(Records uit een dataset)
+++
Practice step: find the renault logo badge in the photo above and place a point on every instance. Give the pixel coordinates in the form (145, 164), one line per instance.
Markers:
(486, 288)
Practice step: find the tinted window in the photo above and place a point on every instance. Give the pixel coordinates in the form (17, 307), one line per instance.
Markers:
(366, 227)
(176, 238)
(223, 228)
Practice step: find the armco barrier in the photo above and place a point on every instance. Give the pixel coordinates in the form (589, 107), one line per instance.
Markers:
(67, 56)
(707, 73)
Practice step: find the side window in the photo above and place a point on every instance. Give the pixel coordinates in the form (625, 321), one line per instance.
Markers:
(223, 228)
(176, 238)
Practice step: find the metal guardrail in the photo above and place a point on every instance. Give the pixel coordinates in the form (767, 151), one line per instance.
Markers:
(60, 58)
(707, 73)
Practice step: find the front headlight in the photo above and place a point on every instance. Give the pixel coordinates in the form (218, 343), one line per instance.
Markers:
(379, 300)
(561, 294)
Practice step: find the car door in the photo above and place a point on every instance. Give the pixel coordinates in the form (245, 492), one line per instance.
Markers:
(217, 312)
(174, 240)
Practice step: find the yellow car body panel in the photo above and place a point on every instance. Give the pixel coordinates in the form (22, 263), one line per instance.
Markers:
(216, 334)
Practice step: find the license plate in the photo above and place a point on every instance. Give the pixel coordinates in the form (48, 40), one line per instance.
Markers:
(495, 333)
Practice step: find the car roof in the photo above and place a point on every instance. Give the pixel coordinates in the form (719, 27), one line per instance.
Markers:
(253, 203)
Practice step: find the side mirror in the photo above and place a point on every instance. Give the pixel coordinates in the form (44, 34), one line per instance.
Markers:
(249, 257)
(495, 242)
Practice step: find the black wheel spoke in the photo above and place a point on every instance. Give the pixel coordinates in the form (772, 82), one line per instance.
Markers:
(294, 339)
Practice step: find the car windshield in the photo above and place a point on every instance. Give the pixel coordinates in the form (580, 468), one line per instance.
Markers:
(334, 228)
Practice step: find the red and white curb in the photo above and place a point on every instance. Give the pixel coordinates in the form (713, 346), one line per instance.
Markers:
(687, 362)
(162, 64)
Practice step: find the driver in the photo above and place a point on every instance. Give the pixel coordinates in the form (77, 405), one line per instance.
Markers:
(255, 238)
+++
Opdracht | Werk deze regels bij door overal "Markers" te vervangen door "Points". Laat de rest precies hetzelfde.

Geschreven antwoord |
Practice step: find the renault logo badge in the photo above and place a point on every instance. Give the pixel coordinates in the form (145, 164), one line per instance.
Points:
(486, 288)
Practice step: find the tinted window in the photo above and place a point on every instance. Give the pixel coordinates in the form (17, 307), one line per instance.
Points:
(366, 227)
(176, 238)
(223, 228)
Practice step: find the armco barrier in the photo above and place a point on every instance. Give the pixel coordinates in the form (589, 107), one line per instance.
Points:
(67, 56)
(707, 73)
Practice step: find the side window in the photo above and place a point on every instance. Give the pixel coordinates in the form (625, 321), one line per instance.
Points:
(223, 228)
(176, 238)
Practice step: find the metal guardrail in the photo above and place a point on every instance. Give the pixel coordinates in the form (767, 151), one line per instance.
Points:
(60, 58)
(707, 73)
Practice step: find the front headlight in the photo above and place a point on every instance. Give the pixel coordinates in the form (218, 343), one line per instance.
Points:
(379, 300)
(561, 294)
Practice step: find the car door in the photo above and place a point on every instance. Give the pixel coordinates in the form (245, 492), one line per instance.
Points:
(217, 312)
(174, 240)
Practice step: find the yellow car body panel in the photo above and place a point on every instance. Give the pixel coordinates in the form (22, 263), one line per instance.
Points:
(216, 334)
Practice step: find the license plate in the photo above and place a point on every instance. Give the pixel coordinates in the form (48, 40), one line per instance.
Points:
(495, 333)
Practice step: find the car roof in the photo above and place a point on every instance. Give the pixel coordinates in the form (719, 27), one line per instance.
Points:
(253, 203)
Practice step: find the side mirror in the photo above and place a point on every instance. Give the pixel coordinates in the form (44, 34), one line per instance.
Points:
(249, 257)
(495, 242)
Practice step: find the black wheel spoke in the photo above and place a point on every instance. Give the pixel coordinates in the form (772, 82), one line per instance.
Points:
(294, 339)
Practice step: find the car windshield in the photo above and place a point on every instance. Give the pixel coordinates in the form (580, 468), one line per instance.
Points:
(334, 228)
Practice step: find the red and white curb in the photo above and place a point on every instance. Give the pixel coordinates in the form (713, 346), one line per instance.
Points:
(687, 362)
(162, 64)
Practice step: find the driver in the photo above and place a point on every instance. Give the pixel coordinates in the form (77, 405), one line per instance.
Points:
(255, 238)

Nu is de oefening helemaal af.